### [What is expected]
Can you write out the whole listing exactly?

### [Extracted information]
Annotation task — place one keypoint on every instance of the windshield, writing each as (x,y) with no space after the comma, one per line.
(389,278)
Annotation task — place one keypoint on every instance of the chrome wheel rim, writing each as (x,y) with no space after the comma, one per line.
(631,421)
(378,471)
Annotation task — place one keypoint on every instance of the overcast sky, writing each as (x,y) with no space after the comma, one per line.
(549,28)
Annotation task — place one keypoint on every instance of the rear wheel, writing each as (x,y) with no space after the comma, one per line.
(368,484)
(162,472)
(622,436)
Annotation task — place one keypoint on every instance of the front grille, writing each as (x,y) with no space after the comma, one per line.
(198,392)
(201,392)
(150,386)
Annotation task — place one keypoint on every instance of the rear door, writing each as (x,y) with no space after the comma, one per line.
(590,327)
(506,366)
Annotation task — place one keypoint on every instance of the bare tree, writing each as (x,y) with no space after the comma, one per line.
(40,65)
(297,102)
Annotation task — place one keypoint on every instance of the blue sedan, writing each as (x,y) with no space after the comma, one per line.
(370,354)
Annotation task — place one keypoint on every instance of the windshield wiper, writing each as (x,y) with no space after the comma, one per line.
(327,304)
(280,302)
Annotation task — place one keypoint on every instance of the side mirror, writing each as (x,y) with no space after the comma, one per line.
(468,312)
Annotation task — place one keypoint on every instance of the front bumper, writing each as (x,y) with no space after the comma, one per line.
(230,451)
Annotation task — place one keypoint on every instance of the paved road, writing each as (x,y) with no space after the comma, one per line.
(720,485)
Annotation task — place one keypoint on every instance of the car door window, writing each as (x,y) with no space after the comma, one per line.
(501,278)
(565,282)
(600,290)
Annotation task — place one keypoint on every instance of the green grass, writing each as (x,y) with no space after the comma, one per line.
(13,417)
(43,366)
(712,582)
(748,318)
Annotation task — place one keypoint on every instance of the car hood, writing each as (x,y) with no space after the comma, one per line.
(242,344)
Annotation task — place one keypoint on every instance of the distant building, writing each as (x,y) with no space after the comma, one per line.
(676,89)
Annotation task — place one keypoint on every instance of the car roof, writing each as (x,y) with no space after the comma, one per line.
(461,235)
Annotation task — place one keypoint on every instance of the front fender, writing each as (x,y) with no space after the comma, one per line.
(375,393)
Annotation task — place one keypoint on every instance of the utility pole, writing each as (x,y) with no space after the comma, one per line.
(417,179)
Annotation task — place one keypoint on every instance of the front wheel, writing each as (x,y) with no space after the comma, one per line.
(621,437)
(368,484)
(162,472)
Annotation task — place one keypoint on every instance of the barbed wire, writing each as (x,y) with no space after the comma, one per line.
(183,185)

### [Solution for this problem]
Annotation task — place one keypoint on every instance of the windshield, writing each as (x,y) with no space after the comma, one per line.
(389,278)
Annotation task — place one keypoint on every instance of the chrome wheel rim, writing each as (x,y) with no space after the comma, one per line.
(631,421)
(378,471)
Annotation task — place one keypoint on every instance of the overcast sky, writing each as (x,y) with no space after the comma, one per line.
(549,28)
Annotation task — place one keypoint on every instance of the rear wheel, writing each as (x,y) with no space after the comma, one per line.
(368,484)
(162,472)
(622,436)
Annotation task — place one keypoint on every instance of the front grille, writing each as (x,y) with no space after the comma, one per line.
(198,392)
(201,392)
(150,386)
Annotation task — place one keypoint on every instance of the rear door, writing each as (x,y) with no space after the comma, one per line.
(590,327)
(506,366)
Annotation task — place one keypoint on every instance of the bare tree, writing each as (x,y) with no space after the comma, one per line.
(40,65)
(297,102)
Annotation task — place one keypoint on every instance of the blue sedan, writing each as (x,y) with no space after the comma, one per line.
(370,354)
Annotation task — place one keypoint on every instance of the windshield wiper, writing each as (x,y) with no space after the comma, one per line.
(327,304)
(280,302)
Annotation task — place one keypoint on every instance of the side mirror, writing each as (x,y) with no space after the comma, one per line.
(468,312)
Annotation task — place one keypoint on every instance of the front bumper, writing each as (x,y) with no space after the comma, one per line.
(230,451)
Annotation task — place one keypoint on every instance of the paved road, writing each as (x,y) with no space after the comma, one per line.
(720,485)
Annotation task — place one keypoint on every instance of the car door window, writing each as (x,y) with no space after the comma, one per line.
(501,278)
(565,282)
(600,290)
Annotation task — place one keypoint on every instance of the green grass, writing each as (x,y) with no space after the comma, one per line.
(13,417)
(43,366)
(712,582)
(748,318)
Annotation task — place one keypoint on every instance of the car hood, writing each as (x,y) with no space after the comma, one per line.
(242,344)
Annotation task — place one keypoint on every instance of the distant building, writing each as (x,y) with no space after the comma, one per line.
(676,89)
Annotation task — place one keypoint on every instance of the car roof, writing each as (x,y) with no space after the comma, one per line.
(461,235)
Annotation task — place one keypoint on every instance of the front fender, writing each as (x,y) with no space after the comma, one per line.
(375,393)
Annotation task — place one keypoint on every instance of the utility pole, writing each as (x,y) with no space after the comma, one per line.
(417,179)
Annotation task — place one keypoint on every instance of the front wheel, writing each as (x,y) with no space after the comma, one per line.
(621,437)
(368,484)
(162,472)
Annotation task — place one keypoint on every instance of the barbed wire, writing each as (x,y) with no space after the comma, one per line.
(183,185)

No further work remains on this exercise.